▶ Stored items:
====================

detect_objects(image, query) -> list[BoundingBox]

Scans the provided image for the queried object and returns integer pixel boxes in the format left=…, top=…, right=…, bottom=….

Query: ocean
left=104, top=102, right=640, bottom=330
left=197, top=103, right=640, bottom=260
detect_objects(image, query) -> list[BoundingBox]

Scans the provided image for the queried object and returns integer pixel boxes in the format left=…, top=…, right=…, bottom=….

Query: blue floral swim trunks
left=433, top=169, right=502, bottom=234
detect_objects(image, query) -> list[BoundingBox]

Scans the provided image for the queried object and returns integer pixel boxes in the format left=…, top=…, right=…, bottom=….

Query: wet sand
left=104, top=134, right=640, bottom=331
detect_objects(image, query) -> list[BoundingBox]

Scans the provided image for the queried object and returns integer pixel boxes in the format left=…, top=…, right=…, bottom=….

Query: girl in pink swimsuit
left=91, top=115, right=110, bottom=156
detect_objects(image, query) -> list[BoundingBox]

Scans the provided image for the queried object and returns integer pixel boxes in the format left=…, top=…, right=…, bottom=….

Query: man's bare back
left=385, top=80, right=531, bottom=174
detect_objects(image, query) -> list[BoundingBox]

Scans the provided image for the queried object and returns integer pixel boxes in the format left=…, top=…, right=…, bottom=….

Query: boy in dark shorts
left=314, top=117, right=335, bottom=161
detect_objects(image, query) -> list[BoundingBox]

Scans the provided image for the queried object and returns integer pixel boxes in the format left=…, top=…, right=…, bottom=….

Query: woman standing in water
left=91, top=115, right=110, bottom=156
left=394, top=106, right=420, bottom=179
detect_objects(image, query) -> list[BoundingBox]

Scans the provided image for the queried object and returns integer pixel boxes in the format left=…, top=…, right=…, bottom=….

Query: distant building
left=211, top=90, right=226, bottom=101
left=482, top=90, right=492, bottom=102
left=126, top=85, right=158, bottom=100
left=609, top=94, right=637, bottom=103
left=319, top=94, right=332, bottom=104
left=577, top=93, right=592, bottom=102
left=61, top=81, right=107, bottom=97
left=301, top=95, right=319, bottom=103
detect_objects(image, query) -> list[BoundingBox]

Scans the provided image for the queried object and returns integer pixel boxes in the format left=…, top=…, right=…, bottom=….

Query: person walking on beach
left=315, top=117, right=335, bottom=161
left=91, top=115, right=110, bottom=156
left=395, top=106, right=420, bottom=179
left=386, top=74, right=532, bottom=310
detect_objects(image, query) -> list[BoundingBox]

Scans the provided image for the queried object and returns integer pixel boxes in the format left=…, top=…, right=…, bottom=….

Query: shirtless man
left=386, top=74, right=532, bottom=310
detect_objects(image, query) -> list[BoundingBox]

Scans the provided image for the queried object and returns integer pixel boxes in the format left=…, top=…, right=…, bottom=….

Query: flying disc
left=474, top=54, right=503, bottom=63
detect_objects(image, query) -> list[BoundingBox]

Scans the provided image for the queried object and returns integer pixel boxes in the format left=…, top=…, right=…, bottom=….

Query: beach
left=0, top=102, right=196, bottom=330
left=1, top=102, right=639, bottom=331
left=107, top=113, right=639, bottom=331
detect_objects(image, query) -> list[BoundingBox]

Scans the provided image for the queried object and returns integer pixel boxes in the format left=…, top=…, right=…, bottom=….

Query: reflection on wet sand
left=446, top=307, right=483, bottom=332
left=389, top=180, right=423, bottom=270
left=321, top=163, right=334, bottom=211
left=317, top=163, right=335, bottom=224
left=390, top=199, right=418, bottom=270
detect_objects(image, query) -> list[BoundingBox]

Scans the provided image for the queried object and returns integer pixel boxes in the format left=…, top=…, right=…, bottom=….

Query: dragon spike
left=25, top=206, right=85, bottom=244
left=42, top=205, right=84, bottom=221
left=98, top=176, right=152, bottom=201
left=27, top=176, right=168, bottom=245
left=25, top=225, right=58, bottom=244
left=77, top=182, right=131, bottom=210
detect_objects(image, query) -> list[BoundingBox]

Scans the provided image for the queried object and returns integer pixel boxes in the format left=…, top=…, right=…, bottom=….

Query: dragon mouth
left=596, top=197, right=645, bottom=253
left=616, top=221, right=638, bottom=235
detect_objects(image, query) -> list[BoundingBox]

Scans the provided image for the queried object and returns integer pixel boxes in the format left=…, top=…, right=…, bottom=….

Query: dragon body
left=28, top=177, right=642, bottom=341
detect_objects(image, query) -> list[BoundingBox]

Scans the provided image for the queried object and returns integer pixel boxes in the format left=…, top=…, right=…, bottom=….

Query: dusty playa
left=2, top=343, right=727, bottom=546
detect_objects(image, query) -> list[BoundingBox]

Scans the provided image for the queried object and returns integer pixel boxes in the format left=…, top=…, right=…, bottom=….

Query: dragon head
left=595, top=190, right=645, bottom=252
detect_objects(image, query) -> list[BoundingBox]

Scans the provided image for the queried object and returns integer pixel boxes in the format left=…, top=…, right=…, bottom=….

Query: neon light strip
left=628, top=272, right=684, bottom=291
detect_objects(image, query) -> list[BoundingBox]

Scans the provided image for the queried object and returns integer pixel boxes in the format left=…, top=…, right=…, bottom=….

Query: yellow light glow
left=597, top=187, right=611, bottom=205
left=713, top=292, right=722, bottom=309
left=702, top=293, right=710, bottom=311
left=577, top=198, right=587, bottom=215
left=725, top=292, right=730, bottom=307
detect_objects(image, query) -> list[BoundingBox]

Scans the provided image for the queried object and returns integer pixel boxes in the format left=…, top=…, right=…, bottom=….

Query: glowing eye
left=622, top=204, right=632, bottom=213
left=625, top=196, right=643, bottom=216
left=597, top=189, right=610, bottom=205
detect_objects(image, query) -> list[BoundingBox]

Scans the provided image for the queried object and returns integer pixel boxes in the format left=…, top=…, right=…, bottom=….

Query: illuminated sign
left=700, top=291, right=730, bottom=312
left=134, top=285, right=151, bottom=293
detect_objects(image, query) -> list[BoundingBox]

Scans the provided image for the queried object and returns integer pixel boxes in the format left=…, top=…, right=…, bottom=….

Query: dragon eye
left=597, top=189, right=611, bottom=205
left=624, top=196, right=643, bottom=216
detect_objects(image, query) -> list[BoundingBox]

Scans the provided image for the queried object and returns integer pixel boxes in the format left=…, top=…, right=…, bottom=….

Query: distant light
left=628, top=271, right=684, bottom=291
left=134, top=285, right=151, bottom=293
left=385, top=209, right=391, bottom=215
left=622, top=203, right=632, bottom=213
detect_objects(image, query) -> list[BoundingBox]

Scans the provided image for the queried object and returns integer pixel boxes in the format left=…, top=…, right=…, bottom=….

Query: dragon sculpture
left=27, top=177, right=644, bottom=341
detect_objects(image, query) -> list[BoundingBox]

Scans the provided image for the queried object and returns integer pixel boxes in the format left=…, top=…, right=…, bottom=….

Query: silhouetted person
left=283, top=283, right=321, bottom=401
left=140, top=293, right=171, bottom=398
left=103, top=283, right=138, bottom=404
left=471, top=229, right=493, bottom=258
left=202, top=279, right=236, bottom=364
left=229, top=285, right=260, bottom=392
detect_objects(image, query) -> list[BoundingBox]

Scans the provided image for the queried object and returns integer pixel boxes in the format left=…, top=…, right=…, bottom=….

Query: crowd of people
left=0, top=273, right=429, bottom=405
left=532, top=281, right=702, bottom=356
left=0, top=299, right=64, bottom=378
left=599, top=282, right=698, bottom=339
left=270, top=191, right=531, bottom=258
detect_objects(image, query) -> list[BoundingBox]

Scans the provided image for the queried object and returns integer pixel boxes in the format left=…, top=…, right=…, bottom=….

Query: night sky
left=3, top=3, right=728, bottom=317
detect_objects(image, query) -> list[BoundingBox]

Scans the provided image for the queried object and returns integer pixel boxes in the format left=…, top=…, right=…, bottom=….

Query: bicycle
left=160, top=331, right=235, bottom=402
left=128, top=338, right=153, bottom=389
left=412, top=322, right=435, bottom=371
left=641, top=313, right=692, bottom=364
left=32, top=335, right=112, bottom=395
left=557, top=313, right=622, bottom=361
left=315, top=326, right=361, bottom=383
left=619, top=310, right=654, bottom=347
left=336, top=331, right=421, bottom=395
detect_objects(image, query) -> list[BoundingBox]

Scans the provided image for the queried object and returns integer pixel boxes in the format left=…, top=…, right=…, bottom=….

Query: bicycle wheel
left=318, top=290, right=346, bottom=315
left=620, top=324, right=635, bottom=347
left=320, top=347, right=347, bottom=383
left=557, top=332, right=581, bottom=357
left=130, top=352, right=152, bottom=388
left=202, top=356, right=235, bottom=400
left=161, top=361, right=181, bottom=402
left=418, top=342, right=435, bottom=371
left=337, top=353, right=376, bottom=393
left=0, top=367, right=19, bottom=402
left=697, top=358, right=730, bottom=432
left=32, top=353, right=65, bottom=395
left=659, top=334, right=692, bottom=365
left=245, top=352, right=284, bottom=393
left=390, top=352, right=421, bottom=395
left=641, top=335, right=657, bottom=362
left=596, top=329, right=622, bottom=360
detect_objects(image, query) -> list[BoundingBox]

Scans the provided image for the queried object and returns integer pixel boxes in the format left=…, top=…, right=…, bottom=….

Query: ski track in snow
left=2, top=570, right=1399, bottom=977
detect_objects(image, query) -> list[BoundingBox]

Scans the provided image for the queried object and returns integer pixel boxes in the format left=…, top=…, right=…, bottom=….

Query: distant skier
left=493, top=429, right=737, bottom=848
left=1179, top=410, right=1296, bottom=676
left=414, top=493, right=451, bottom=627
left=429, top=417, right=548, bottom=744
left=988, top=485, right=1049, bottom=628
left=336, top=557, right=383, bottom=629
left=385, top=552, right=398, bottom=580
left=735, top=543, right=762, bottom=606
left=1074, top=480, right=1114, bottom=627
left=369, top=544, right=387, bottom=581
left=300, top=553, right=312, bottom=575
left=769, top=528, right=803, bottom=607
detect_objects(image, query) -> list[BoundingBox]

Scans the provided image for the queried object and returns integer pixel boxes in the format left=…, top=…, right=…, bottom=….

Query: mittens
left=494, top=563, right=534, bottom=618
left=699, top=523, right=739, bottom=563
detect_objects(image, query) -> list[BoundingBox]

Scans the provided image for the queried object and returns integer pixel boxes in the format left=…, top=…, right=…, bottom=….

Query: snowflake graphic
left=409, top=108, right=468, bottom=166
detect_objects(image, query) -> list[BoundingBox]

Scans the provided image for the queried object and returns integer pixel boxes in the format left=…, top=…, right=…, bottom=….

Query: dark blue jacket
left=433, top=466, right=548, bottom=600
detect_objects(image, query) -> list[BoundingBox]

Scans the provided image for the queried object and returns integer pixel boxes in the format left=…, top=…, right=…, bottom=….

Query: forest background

====================

▶ EXERCISE DETAILS: Only the lines from the one with "Query: dark blue jacket" through the end of the records above are to be copied, exactly as written.

▶ TASK RESULT:
Query: dark blue jacket
left=433, top=466, right=548, bottom=600
detect_objects(image, query) -> list[BoundingBox]

Scans the provided image for the queried object and returns integer pixel boxes in the format left=…, top=…, right=…, bottom=….

Query: forest background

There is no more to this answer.